- [Problem statement] Put every line of the items below into a Markdown table with two columns, Row and Text. Row holds the row number, Text holds the line, and blank lines are left out.

- [Records for the exercise]
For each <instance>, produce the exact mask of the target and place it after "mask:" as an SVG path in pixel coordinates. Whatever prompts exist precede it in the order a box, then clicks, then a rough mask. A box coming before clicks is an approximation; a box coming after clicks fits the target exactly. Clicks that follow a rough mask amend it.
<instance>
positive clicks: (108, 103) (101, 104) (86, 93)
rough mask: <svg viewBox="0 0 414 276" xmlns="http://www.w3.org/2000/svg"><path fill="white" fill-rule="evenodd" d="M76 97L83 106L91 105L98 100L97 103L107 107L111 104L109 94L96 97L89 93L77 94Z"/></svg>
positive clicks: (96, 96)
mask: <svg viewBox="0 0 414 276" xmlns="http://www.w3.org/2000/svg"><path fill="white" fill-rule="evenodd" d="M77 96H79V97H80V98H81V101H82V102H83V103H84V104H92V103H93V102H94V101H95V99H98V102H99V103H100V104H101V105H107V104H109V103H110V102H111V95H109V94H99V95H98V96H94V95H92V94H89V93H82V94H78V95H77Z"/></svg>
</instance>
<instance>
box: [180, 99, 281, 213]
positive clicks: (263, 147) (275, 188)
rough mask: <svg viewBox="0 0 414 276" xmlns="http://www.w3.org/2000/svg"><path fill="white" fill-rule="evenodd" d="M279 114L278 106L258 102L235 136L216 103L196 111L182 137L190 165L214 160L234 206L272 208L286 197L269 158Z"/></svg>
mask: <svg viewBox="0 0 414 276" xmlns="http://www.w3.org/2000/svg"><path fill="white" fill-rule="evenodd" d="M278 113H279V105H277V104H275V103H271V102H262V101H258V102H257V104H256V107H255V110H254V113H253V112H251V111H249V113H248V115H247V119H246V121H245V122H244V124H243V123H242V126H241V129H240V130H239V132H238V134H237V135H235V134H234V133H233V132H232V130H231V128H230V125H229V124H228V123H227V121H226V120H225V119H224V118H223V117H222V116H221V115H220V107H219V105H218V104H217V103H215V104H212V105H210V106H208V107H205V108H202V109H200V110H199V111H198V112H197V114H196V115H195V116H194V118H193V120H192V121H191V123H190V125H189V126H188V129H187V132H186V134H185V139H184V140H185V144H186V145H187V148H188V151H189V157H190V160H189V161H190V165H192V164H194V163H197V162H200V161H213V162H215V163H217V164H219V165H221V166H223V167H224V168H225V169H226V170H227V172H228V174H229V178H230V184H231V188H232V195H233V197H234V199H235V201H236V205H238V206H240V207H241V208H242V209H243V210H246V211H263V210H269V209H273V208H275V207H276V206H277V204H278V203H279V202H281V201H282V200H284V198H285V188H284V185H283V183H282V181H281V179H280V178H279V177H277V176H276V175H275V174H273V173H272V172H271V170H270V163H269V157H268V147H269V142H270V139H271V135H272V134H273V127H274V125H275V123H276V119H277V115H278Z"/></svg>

- [Output for this exercise]
| Row | Text |
|---|---|
| 1 | For each <instance>, produce the exact mask of the target and place it after "mask:" as an SVG path in pixel coordinates. Whatever prompts exist precede it in the order a box, then clicks, then a rough mask. A box coming before clicks is an approximation; a box coming after clicks fits the target exactly. Clicks that follow a rough mask amend it. |
| 2 | <instance> |
| 3 | positive clicks: (108, 103) (101, 104) (86, 93) |
| 4 | rough mask: <svg viewBox="0 0 414 276" xmlns="http://www.w3.org/2000/svg"><path fill="white" fill-rule="evenodd" d="M76 97L83 106L91 105L98 100L97 103L107 107L111 104L109 94L96 97L89 93L77 94Z"/></svg> |
| 5 | positive clicks: (96, 96) |
| 6 | mask: <svg viewBox="0 0 414 276" xmlns="http://www.w3.org/2000/svg"><path fill="white" fill-rule="evenodd" d="M77 96H79V97H80V98H81V101H82V102H83V103H84V104H92V103H93V102H94V101H95V99H98V102H99V103H100V104H101V105H107V104H109V103H110V102H111V95H109V94H99V95H98V96H94V95H92V94H89V93H82V94H78V95H77Z"/></svg> |
| 7 | </instance> |
| 8 | <instance> |
| 9 | box: [180, 99, 281, 213] |
| 10 | positive clicks: (263, 147) (275, 188) |
| 11 | rough mask: <svg viewBox="0 0 414 276" xmlns="http://www.w3.org/2000/svg"><path fill="white" fill-rule="evenodd" d="M279 114L278 106L258 102L235 136L216 103L196 111L182 137L190 165L214 160L234 206L272 208L286 197L269 158Z"/></svg> |
| 12 | mask: <svg viewBox="0 0 414 276" xmlns="http://www.w3.org/2000/svg"><path fill="white" fill-rule="evenodd" d="M278 113H279V105H277V104H275V103H271V102H262V101H258V102H257V104H256V107H255V110H254V113H253V112H251V111H249V113H248V115H247V119H246V121H245V122H244V124H243V123H242V126H241V129H240V130H239V132H238V134H237V135H235V134H234V133H233V132H232V130H231V128H230V125H229V124H228V123H227V121H226V120H225V119H224V118H223V117H222V116H221V115H220V107H219V105H218V104H217V103H215V104H212V105H210V106H208V107H205V108H202V109H200V110H199V111H198V112H197V114H196V115H195V116H194V118H193V120H192V121H191V123H190V125H189V126H188V129H187V132H186V134H185V139H184V140H185V144H186V145H187V148H188V151H189V157H190V160H189V161H190V165H192V164H194V163H197V162H200V161H213V162H215V163H217V164H219V165H221V166H223V167H224V168H225V169H226V170H227V172H228V174H229V178H230V184H231V188H232V195H233V197H234V199H235V201H236V205H238V206H240V207H241V208H242V209H243V210H246V211H263V210H269V209H273V208H275V207H276V206H277V204H278V203H279V202H281V201H282V200H284V198H285V188H284V185H283V183H282V181H281V179H280V178H279V177H277V176H276V175H275V174H273V173H272V172H271V170H270V163H269V157H268V147H269V142H270V139H271V135H272V134H273V127H274V125H275V123H276V119H277V115H278Z"/></svg> |